=== Task requirements ===
A. According to the article on Nebraska's inmate driving program, how many days after the crash did Director Robert Houston announce that the program was ending?
B. Return the portion of the article between "He cited the" and "as a driver.", inclusive.
### Source extract
LINCOLN — Citing public safety concerns, Nebraska's director of corrections has put an end to a program in which prison inmates drove state vehicles.
Director Robert Houston made the announcement Friday, 10 days after an inmate driver slammed nearly head-on into a minivan driven by 47-year-old Joyce Meeks of Lincoln. The mother of three was pronounced dead at the scene.
Houston, who was out of the country when the accident happened, expressed condolences to her family.
“I can only imagine the devastating impact this tragedy has had on her family and certainly wish for them to know they have been in my thoughts,” he said.
Houston said he could not provide any new information about the accident or about Jeremy Dobbe, the 35-year-old inmate who was driving.
He cited the continuing investigation by the Lincoln Police Department, as well as lawsuits that might be filed.
Among the questions he declined to answer was whether department policy had been followed when Dobbe was approved to work as a driver.
Houston expressed confidence in the professional judgment of the corrections staff charged with sorting through inmates' criminal, driving and substance abuse history.
######
### Data shown
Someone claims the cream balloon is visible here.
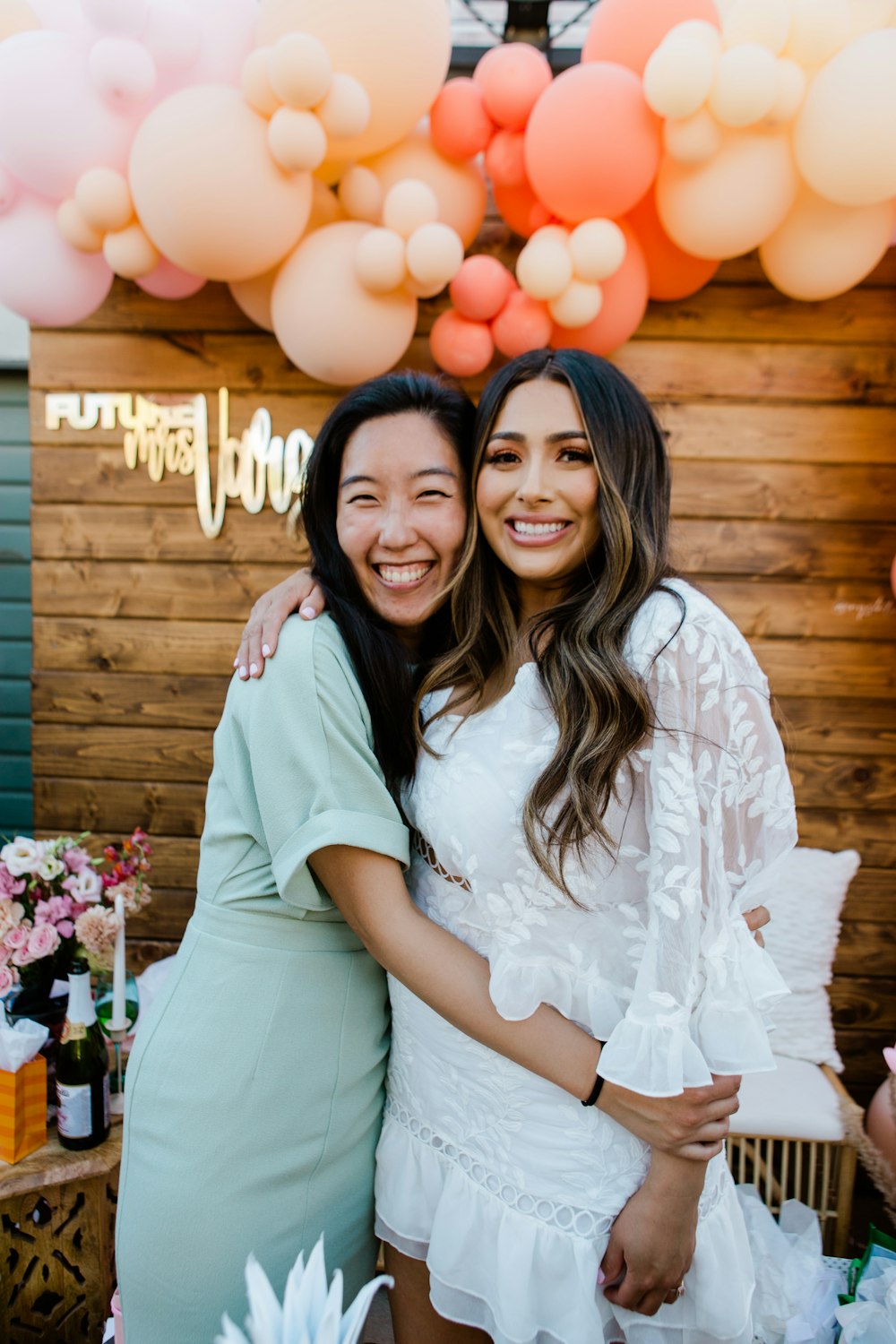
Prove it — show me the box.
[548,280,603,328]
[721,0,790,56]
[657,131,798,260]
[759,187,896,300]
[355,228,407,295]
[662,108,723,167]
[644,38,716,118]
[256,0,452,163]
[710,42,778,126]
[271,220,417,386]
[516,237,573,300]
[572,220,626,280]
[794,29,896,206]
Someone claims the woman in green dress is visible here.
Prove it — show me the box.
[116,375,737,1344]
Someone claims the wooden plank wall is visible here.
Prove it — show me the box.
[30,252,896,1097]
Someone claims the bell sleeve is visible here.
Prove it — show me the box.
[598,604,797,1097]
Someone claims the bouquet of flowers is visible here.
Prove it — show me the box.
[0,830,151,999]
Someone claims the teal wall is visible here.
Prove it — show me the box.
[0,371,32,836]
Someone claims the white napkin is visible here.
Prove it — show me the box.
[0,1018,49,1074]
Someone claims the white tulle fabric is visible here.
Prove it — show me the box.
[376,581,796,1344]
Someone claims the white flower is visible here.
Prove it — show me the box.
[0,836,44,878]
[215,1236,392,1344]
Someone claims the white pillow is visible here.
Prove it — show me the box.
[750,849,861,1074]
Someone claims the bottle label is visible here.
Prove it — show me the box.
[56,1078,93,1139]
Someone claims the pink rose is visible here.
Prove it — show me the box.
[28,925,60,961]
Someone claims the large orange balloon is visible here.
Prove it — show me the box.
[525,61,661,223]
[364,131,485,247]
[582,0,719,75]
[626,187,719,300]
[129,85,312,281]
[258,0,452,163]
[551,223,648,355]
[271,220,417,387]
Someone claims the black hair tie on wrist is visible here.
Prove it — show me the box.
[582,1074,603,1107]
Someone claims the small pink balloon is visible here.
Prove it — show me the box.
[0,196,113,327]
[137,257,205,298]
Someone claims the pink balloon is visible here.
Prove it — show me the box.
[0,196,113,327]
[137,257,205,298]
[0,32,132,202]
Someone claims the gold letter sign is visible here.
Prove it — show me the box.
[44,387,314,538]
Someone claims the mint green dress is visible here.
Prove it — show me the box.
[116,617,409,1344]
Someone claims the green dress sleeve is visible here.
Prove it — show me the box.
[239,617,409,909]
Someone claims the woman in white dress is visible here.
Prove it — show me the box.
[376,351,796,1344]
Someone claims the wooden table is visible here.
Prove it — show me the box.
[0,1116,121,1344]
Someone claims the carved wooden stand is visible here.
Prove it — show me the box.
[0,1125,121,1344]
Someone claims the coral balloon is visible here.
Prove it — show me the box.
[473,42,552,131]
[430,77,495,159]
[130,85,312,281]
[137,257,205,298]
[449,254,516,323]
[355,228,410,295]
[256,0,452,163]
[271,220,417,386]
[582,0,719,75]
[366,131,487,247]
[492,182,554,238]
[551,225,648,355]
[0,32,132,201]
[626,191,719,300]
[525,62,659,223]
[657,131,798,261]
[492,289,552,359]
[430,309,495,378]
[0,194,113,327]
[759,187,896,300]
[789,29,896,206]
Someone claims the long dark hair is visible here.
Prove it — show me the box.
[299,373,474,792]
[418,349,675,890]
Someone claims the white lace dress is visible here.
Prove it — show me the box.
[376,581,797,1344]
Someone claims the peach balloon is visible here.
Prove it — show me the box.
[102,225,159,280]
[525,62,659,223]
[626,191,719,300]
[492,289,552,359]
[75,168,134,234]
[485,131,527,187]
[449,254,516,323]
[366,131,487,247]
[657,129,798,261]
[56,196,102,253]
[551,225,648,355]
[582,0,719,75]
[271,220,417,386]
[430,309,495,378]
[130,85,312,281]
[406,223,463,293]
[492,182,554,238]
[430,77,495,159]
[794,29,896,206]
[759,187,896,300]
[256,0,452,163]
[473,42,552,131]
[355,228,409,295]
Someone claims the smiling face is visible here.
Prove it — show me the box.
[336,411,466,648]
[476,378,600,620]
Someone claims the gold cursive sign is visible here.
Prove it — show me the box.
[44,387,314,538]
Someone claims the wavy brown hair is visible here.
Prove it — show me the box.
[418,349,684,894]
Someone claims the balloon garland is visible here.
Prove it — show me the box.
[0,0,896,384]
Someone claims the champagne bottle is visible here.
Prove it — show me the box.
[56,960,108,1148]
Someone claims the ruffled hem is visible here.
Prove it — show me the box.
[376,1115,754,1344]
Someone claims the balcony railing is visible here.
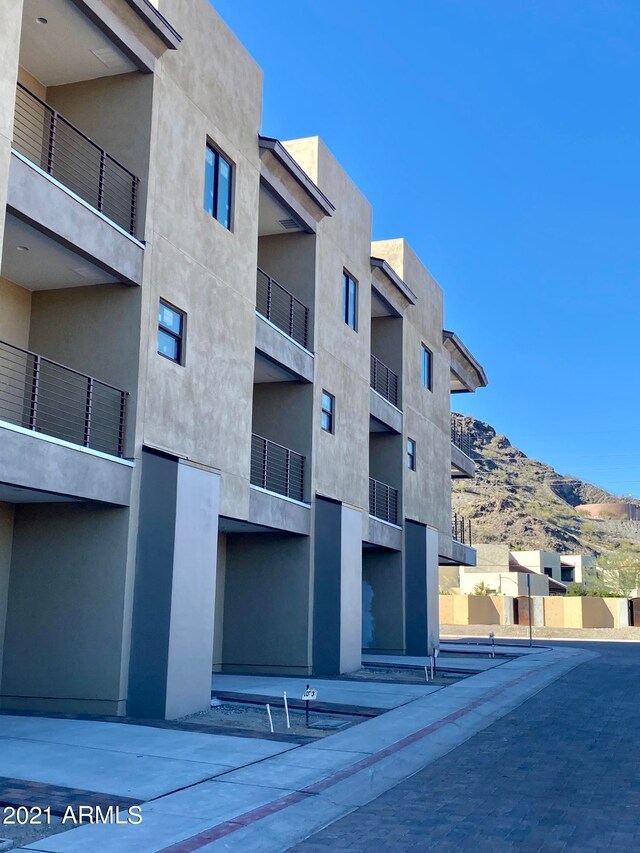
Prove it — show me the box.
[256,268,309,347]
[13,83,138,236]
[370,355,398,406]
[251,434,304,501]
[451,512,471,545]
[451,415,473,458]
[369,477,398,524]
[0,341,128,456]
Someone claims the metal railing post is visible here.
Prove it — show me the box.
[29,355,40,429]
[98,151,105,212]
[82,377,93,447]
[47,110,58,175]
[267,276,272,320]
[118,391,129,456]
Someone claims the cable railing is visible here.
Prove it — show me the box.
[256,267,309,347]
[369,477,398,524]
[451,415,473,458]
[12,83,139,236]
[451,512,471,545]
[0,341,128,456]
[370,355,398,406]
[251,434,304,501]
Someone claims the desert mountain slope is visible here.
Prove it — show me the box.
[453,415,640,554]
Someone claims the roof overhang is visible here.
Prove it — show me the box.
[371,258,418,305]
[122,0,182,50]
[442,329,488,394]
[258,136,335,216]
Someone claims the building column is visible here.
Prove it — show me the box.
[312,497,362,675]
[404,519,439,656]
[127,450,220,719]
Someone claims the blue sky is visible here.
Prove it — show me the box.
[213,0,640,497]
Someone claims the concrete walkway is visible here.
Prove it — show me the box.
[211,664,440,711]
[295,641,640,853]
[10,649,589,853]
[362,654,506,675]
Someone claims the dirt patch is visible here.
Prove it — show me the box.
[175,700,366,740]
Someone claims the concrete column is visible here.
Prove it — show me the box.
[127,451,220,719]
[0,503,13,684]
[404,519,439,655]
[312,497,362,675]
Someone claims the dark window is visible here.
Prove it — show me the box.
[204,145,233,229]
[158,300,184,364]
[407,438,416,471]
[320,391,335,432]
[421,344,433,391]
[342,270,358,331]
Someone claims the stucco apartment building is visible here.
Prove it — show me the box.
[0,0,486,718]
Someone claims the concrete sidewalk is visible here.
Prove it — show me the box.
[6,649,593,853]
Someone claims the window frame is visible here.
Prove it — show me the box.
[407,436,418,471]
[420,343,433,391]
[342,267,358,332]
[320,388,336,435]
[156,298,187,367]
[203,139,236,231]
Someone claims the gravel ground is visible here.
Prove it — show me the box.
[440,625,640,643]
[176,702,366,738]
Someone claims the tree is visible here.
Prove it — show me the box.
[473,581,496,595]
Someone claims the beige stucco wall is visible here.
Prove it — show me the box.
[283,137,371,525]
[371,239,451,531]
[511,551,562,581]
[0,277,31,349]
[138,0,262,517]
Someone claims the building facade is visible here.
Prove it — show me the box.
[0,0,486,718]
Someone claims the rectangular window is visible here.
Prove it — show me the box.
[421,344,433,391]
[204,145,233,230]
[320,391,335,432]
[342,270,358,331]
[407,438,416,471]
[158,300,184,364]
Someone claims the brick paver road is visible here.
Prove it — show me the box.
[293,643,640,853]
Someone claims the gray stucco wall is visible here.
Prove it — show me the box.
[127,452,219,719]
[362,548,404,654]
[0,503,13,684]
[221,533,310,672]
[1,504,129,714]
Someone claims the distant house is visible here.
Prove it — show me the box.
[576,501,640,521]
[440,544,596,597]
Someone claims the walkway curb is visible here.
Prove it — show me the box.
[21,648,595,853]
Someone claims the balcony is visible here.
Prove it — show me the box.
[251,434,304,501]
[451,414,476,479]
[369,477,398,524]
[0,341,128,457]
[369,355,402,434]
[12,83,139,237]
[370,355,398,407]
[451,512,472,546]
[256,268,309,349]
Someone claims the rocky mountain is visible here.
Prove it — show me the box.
######
=== Your written answers ===
A. 10 days

B.
He cited the continuing investigation by the Lincoln Police Department, as well as lawsuits that might be filed.
Among the questions he declined to answer was whether department policy had been followed when Dobbe was approved to work as a driver.